> _Text excerpt_:
▬▬▬▬▬▬▬▬▬▬
Cuba’s Recycling Industry: Slowly Requested by Foreign Investors

In 2007, the comprehensive “Study on Integrated Management Plan Final Report of Municipal Solid Waste in Havana City“ put it to the point: “The recycling activity in Cuba is being fully managed and controlled by UERMP (Association of Enter­prises for the Recovery of Raw Materials) […]. The recyclables are presently collected and sold to markets solely by UERMP.“

Figures from 2003 show that ferrous scrap recovered in Havanna comprised to 2,335 tons, aluminum 84 tons, glass 127 tons, plastic 119 tons, lead 100 tons, while paper and cardboard reached 369 tons. The recovered iron and steel was processed and turned to new metal structures, non-ferrous metals were consumed in non-ferrous foundries, paper was used to replace virgin pulp, and glass containers were simply refilled.
▬▬▬▬▬▬▬▬▬▬
> _Supplied information_:
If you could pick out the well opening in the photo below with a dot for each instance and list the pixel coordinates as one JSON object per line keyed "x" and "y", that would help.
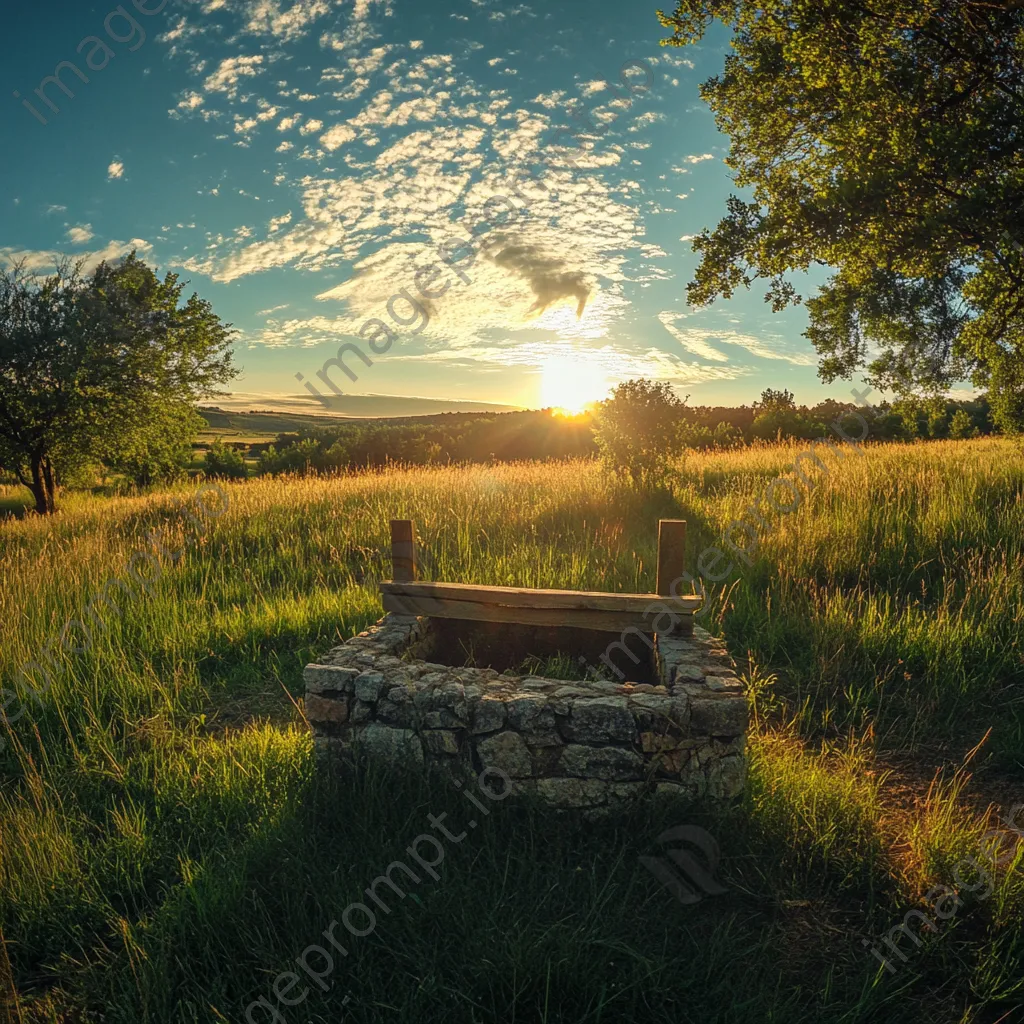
{"x": 551, "y": 651}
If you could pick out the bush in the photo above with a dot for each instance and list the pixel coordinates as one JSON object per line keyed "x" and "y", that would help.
{"x": 638, "y": 430}
{"x": 223, "y": 462}
{"x": 962, "y": 426}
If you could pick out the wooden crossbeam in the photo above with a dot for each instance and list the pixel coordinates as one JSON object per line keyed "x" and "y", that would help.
{"x": 608, "y": 612}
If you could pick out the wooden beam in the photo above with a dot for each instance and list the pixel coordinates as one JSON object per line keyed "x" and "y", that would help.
{"x": 585, "y": 619}
{"x": 520, "y": 597}
{"x": 402, "y": 550}
{"x": 671, "y": 553}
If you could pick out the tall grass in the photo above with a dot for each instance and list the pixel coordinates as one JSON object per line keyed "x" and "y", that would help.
{"x": 166, "y": 846}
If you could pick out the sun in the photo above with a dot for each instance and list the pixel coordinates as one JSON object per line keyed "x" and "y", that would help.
{"x": 569, "y": 385}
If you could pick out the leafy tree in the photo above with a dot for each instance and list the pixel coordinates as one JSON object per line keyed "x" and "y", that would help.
{"x": 224, "y": 462}
{"x": 159, "y": 449}
{"x": 638, "y": 429}
{"x": 776, "y": 401}
{"x": 962, "y": 426}
{"x": 89, "y": 364}
{"x": 882, "y": 141}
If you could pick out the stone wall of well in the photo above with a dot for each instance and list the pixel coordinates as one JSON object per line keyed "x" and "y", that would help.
{"x": 582, "y": 744}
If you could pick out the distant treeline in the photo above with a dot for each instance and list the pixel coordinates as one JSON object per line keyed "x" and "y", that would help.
{"x": 483, "y": 437}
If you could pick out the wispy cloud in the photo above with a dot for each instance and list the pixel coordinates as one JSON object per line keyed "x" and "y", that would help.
{"x": 80, "y": 235}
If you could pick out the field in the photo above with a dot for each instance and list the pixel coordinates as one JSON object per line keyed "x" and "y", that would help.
{"x": 167, "y": 847}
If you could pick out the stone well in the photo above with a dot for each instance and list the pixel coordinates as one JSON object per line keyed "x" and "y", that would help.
▬▬▬▬▬▬▬▬▬▬
> _Goal 1_: According to the text on Cuba's recycling industry, how many tons of aluminum were recovered in Havana in 2003?
> _Goal 2_: Pick up the article on Cuba's recycling industry after its final sentence and extend it.

> _Output 1_: 84 tons.

> _Output 2_:
A complex scrap problem

On the other hand, “the directives for waste management in Cuba are mostly vaguely defined and integrated into other decrees what makes them confusing. As a consequency of this insufficient implementation of a sustainable ecological dimension into economical development plans there is no integrative management program for municipal waste countrywide“, an expert from the Havanna waste disposal company is cited. The German postgraduate Thomas Ammerl summarized the situation: “The complex scrap problem of Havanna reflects the relationship between Cuba`s economic crisis and its ecological consequences. The storage of waste in the households, its removal and final disposal on landfills is of importance, because processing, recovery and utilization of waste does not exist, with very few exceptions.“ It was estimated that 72 percent of the regional waste derived from households, the remainder from different institutions, trade and industry.

Encouraging increased recycling

The tide changed in December 2011. The Council of Ministers approved Article 235 of Cuba’s recycling policy – as part of the implementation of guidelines drawn up during the 6th Congress of the Cuban Communist Party – aiming at “encouraging increased recycling and added value of recovered products, prioritizing activities of greater economic impact and fewer resources and their re-capitalization, as permitted by the economy”. According to The Cuban Handshake online-magazine, this started an era of reviewing the performance of the recycling sector, renewing the appropriate law and setting prices.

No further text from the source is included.